-- GOAL --
Please count the lines in the items below that contain the string "green", treating uppercase and lowercase as different, and reply with only that number.

--------------------------------

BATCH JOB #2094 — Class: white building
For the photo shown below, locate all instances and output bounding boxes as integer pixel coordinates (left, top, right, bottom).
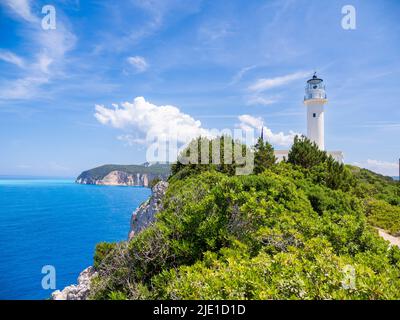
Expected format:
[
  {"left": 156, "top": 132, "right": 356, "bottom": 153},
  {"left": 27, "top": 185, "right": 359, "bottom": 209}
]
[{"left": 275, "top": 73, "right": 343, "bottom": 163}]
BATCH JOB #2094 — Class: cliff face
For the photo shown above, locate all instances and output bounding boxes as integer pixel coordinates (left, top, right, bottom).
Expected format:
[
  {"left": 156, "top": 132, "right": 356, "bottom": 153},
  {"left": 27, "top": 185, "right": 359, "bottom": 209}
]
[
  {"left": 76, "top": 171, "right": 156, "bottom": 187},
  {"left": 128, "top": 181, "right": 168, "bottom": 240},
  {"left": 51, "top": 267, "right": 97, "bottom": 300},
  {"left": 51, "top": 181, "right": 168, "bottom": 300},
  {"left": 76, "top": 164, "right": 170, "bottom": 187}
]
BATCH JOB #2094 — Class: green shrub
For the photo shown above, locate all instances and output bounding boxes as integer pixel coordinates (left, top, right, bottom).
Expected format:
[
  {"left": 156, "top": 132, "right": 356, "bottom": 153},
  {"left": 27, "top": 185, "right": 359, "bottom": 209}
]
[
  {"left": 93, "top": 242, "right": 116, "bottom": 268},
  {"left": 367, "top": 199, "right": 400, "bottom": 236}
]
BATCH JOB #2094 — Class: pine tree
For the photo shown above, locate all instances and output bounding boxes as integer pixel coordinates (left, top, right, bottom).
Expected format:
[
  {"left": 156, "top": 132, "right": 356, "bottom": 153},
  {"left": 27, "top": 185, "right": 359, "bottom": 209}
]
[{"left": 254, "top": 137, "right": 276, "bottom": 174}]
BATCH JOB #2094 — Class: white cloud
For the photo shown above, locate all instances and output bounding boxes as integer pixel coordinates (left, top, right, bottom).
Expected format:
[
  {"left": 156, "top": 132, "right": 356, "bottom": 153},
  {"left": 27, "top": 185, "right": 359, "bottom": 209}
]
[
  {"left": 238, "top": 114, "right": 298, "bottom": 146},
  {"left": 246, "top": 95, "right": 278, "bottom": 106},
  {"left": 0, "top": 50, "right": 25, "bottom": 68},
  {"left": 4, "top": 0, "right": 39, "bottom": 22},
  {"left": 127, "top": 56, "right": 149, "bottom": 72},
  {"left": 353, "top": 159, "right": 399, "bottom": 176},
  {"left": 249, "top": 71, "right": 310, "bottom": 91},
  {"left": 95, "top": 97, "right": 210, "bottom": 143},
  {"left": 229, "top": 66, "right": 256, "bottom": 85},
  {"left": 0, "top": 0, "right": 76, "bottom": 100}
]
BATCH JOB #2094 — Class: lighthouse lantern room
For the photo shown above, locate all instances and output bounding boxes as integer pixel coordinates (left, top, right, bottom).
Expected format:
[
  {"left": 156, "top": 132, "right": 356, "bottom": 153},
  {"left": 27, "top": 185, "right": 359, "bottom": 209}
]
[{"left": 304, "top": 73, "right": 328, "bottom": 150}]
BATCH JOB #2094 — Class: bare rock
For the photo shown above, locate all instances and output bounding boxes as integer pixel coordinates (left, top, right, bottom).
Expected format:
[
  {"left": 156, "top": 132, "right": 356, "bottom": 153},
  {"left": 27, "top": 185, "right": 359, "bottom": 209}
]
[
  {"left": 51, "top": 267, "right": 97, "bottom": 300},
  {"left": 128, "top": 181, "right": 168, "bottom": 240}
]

--------------------------------

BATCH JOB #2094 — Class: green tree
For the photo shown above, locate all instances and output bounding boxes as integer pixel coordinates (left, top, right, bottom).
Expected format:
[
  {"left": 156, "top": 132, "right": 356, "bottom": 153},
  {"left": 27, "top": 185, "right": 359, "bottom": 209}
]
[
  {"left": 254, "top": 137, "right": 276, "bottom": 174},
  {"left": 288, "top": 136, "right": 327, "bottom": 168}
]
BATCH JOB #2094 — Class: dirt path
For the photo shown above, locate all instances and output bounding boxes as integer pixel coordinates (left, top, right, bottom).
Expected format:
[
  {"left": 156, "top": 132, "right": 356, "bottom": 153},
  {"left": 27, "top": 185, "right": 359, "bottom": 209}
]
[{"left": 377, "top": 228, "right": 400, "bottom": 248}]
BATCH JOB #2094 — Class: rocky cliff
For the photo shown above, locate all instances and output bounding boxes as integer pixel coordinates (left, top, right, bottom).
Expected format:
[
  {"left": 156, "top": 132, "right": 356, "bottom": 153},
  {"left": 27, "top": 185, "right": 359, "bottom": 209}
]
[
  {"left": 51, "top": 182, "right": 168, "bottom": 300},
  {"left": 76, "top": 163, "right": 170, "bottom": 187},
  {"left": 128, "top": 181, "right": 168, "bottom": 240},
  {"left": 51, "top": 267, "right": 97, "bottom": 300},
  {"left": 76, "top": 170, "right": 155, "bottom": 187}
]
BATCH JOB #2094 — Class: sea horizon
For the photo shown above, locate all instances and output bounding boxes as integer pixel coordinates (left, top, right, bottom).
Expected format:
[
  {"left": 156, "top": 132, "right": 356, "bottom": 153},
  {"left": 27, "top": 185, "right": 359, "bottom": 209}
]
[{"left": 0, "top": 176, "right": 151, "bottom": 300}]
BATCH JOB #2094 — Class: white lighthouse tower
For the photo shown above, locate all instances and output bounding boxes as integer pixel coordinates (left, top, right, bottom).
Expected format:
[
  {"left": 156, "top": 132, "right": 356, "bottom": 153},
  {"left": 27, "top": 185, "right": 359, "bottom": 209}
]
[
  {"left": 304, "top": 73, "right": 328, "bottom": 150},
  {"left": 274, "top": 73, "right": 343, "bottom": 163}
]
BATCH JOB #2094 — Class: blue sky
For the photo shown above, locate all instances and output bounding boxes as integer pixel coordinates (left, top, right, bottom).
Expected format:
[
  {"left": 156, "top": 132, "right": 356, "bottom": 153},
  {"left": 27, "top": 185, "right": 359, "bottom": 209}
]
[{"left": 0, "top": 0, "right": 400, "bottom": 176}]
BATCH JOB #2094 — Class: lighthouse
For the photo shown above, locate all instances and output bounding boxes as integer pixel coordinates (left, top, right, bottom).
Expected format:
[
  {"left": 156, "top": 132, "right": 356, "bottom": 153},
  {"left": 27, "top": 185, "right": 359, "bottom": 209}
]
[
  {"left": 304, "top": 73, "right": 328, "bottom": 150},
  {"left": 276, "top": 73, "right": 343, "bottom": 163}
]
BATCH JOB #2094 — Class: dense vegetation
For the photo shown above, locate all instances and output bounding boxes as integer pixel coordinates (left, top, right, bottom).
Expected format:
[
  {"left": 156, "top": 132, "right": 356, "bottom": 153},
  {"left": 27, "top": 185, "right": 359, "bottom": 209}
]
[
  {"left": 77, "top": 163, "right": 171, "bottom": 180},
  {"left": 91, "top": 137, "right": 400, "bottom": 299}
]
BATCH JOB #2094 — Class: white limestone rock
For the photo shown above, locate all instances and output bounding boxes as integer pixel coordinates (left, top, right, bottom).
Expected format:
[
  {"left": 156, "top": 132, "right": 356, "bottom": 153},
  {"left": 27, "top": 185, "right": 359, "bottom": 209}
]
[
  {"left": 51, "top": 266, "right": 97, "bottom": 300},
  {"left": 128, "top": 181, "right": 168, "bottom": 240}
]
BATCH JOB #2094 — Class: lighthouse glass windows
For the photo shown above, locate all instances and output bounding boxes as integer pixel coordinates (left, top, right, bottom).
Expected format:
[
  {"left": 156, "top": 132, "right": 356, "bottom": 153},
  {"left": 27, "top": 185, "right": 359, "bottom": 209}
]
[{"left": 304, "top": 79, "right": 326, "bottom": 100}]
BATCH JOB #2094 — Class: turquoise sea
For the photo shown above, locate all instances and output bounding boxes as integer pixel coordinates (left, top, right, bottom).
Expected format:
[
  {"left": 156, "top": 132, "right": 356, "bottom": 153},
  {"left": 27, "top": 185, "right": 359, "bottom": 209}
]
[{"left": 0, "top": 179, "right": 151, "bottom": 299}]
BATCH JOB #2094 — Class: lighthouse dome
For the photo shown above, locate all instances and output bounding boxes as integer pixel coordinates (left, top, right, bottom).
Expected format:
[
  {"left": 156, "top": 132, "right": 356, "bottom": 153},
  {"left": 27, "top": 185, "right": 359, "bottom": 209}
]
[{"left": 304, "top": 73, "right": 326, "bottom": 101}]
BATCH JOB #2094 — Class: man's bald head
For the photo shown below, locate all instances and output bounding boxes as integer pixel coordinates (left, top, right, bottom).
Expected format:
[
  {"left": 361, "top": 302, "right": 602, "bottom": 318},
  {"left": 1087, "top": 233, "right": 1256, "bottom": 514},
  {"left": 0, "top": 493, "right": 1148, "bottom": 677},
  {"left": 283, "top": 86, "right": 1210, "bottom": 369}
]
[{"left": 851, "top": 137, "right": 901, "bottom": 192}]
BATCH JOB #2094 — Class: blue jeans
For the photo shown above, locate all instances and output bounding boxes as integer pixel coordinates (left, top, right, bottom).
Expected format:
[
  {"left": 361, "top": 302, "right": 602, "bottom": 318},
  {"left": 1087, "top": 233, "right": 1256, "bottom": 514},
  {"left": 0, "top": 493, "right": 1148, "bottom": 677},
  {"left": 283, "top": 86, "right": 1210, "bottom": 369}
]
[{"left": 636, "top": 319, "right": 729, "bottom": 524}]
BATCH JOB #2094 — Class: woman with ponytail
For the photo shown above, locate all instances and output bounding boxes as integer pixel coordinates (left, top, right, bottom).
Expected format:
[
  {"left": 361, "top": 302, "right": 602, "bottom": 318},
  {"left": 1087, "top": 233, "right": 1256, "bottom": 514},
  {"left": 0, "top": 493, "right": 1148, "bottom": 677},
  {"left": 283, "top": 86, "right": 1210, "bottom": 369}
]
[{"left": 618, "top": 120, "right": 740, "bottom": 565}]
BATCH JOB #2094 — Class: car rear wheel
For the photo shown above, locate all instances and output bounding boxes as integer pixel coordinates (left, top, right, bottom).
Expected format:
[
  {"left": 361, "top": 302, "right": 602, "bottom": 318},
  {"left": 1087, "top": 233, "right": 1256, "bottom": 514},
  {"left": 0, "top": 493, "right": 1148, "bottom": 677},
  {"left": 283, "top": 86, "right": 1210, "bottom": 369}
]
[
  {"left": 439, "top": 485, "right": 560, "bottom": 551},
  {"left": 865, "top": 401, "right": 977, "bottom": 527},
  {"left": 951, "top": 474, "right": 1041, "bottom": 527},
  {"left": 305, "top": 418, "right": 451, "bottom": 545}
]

--------------------------------

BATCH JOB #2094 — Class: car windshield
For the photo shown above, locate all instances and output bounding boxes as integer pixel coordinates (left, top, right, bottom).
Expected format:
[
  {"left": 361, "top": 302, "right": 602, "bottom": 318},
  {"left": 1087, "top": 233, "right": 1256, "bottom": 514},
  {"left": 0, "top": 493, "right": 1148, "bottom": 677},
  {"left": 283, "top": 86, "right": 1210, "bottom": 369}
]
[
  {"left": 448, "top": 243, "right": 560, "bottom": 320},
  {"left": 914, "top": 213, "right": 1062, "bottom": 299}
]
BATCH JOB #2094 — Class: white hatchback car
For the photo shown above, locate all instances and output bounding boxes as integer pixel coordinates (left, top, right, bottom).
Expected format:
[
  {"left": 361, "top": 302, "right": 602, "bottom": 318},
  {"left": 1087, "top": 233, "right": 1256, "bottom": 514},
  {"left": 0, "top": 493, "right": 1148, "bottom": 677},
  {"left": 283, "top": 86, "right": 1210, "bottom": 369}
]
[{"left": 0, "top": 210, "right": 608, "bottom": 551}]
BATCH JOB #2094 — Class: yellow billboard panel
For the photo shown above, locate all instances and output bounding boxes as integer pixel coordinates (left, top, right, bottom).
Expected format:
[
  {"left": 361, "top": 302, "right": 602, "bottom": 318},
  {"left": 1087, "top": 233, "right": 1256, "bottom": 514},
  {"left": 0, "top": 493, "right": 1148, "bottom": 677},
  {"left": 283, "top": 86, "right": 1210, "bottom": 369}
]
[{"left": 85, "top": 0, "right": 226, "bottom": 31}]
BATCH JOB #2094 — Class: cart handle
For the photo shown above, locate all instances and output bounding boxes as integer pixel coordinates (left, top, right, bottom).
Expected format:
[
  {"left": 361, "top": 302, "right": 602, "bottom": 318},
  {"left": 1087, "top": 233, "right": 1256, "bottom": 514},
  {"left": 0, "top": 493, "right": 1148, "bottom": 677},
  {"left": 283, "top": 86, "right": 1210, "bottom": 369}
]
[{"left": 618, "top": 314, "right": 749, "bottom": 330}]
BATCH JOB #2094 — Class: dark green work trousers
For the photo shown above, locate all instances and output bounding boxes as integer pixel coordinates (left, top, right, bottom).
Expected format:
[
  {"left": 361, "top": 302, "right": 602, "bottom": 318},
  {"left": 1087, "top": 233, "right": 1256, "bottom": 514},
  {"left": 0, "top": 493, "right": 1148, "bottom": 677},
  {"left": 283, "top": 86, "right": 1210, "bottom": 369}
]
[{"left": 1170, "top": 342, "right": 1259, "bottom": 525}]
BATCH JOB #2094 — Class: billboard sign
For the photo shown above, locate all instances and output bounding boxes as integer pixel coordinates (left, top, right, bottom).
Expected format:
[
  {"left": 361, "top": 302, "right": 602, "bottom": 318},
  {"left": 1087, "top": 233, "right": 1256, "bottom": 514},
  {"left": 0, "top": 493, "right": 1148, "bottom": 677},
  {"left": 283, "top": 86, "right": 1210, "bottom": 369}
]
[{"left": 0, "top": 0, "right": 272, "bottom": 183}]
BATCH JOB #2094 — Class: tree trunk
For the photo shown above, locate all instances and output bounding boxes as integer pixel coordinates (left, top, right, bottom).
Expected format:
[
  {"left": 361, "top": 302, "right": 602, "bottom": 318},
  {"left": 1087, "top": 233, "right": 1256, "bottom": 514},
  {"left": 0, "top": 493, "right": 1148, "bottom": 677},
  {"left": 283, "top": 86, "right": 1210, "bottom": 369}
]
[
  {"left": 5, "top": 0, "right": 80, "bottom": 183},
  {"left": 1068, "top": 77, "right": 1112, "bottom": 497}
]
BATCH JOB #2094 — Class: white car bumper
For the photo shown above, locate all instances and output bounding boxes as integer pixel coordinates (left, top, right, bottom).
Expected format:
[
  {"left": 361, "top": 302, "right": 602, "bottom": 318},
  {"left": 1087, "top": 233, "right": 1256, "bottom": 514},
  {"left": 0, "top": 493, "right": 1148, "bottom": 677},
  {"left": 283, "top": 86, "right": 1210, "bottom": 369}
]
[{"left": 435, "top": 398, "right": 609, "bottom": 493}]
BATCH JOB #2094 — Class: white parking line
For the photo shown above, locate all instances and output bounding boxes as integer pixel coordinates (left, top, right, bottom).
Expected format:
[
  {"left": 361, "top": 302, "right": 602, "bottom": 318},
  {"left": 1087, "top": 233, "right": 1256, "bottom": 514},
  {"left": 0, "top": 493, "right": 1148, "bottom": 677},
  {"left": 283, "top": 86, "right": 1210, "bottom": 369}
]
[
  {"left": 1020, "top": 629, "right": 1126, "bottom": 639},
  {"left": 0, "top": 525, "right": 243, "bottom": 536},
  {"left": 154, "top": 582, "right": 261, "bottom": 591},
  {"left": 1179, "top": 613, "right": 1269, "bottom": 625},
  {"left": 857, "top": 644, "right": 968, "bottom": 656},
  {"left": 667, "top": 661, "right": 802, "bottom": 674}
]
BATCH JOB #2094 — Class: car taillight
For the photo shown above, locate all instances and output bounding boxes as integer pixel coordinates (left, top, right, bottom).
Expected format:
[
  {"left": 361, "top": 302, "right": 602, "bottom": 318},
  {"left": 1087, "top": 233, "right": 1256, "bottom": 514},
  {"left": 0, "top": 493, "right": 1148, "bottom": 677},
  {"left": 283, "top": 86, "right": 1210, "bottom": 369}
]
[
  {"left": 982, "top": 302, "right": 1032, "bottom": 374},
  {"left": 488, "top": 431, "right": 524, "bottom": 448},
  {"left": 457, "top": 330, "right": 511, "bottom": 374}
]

--------------------------------

-- TASK RESPONSE --
3